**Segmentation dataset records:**
╔══

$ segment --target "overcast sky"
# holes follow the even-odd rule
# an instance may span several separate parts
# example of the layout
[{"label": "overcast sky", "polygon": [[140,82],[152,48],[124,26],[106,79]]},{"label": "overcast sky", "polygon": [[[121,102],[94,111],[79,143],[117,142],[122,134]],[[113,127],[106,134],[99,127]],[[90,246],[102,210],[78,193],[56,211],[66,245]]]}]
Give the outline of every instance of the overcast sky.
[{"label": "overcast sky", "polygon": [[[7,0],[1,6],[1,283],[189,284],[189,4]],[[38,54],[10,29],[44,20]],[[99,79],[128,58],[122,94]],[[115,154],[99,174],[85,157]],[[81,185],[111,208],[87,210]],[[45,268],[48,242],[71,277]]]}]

╚══

**GIVEN REQUEST:** Please retype all of the rows above character for character, with no changes.

**RESPONSE BELOW:**
$ segment --target "overcast sky"
# holes follow the even-odd rule
# an instance may span several separate parts
# example of the layout
[{"label": "overcast sky", "polygon": [[140,82],[152,48],[124,26],[106,79]]},{"label": "overcast sky", "polygon": [[[121,102],[94,111],[79,143],[117,142],[122,134]],[[113,127],[106,134],[99,127]],[[90,246],[102,210],[78,193],[56,211],[66,245]]]}]
Give the outline of every instance of the overcast sky.
[{"label": "overcast sky", "polygon": [[[7,0],[1,6],[1,283],[189,284],[189,4]],[[38,54],[10,29],[44,20]],[[99,79],[128,58],[122,94]],[[115,154],[99,174],[85,157]],[[81,185],[111,208],[87,210]],[[45,268],[48,242],[71,277]]]}]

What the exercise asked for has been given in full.